Puerto Rico Water Resources Authority v. Registrar of Property of Mayagüez

Mr. Justice De Jesús

delivered the opinion of the court.

Joaquín Sanabria and his wife are the owners of a rural property which is encumbered by two mortgages including the corresponding incidental charges; the first in favor of the Federal Land Bank of Baltimore, for $1,300, and the second in favor of the United States of America, for $530. Upon this property the said spouses constituted a servitude in favor of the Puerto Rico Water Resources Authority, whereby the latter was granted the right (1) to maintain the wires of a transmission line across the property, thus creating- a perpetual easement 600 feet in length, and (2) to pass underneath the transmission line over a parcel of land 600 feet long by 50 feet wide, the boundaries of which were stated.

*726In the deed creating the servitude, the Federal Land Bank of Baltimore, represented by Mastella Clark Reed, and the other creditor, the United States of America, represented by J. B. Klein, appeared releasing their respective mortgages on the said parcel.

The instrument was recorded as to the servitude and as to the release of the mortgage held by the United States, and the recording thereof was denied as to the mortgage held by the Federal Land Bank of Baltimore, because of the failure to state therein:

(a) That the Federal Land Bank of Baltimore is the present owner of the promissory note transferable by in-dorsement secured by said mortgage, payable to the order of said Bank, and

(b) That the notary who certified the deed had entered on the said promissory note the proper notation evidencing such release.

The use of figures in mentoining dates and amounts without their being spelled in full immediately thereafter, and the use of abbreviations and initials in the deed, were also entered as curable defects.

The Federal Land Bank of Baltimore can not effect a partial release of the property mortgaged without duly establishing its legal capacity therefor. It was not sufficient for that purpose that the promissory note transferable by indorsement had been issued payable to its order on the date the mortgage securing the same was executed. It was necessary that at the time of the release the Bank should be the holder of the note. This is so because, in accordance with §153 of the Mortgage Law, in the case of mortgages created to secure obligations transferable by indorsement or instruments payable to bearer, when the promissory note or instrument payable to bearer is indorsed or alienated, as the case may be, it is understood that the mortgage credit securing the same is transferred to the new holder of the instru*727ment, it being unnecessary to notify the debtor or to record the transfer in the registry of property: So, whoever disposes of the promissory note in any way, whether by can-celling the same wholly or partially or by in whole or in part releasing from the mortgage the property securing the note, must establish his capacity by presenting the instrument to the attesting notary, who in accordance with §82 of the Law, must mark the same canceled, if a total payment is involved, or enter a notation on the back of the instrument, if only a partial payment has been made, stating the amount paid on account. In the deed the notary must certify to the cancellation of the instrument or transcribe the notation, as the case may be.

Short problem 1:
Duplicate the records starting at the line that contains "Point to the green" and ending at the final line of the records.

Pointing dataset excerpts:
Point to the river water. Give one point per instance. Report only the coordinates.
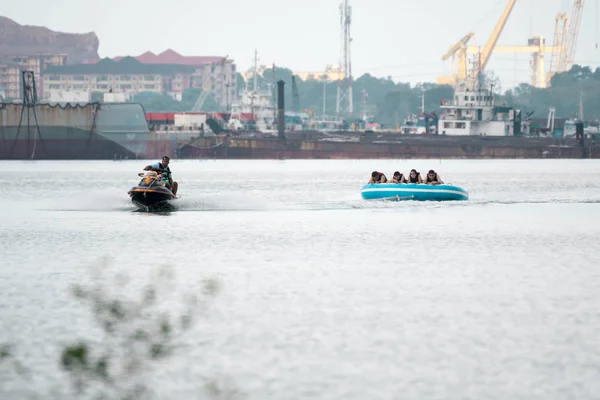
(322, 295)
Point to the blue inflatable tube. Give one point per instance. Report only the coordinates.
(413, 191)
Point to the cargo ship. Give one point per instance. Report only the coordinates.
(471, 126)
(83, 131)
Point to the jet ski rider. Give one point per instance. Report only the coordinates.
(377, 177)
(162, 167)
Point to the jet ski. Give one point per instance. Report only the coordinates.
(152, 192)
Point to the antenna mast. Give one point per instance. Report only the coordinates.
(255, 71)
(344, 94)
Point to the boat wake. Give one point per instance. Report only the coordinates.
(113, 200)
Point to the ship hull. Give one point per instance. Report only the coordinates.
(400, 146)
(73, 132)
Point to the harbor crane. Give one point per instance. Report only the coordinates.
(461, 74)
(565, 36)
(562, 50)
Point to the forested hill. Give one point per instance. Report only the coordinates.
(389, 102)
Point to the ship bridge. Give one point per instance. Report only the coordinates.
(473, 112)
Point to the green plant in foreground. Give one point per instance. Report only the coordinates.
(138, 332)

Short problem 2:
Write out the passage of the court opinion on the mortgage release, starting at "The instrument was" and ending at "as curable defects.".

Correct response 1:
Point to the green plant in foreground. Give one point per instance. Report only the coordinates.
(138, 332)

Correct response 2:
The instrument was recorded as to the servitude and as to the release of the mortgage held by the United States, and the recording thereof was denied as to the mortgage held by the Federal Land Bank of Baltimore, because of the failure to state therein:

(a) That the Federal Land Bank of Baltimore is the present owner of the promissory note transferable by in-dorsement secured by said mortgage, payable to the order of said Bank, and

(b) That the notary who certified the deed had entered on the said promissory note the proper notation evidencing such release.

The use of figures in mentoining dates and amounts without their being spelled in full immediately thereafter, and the use of abbreviations and initials in the deed, were also entered as curable defects.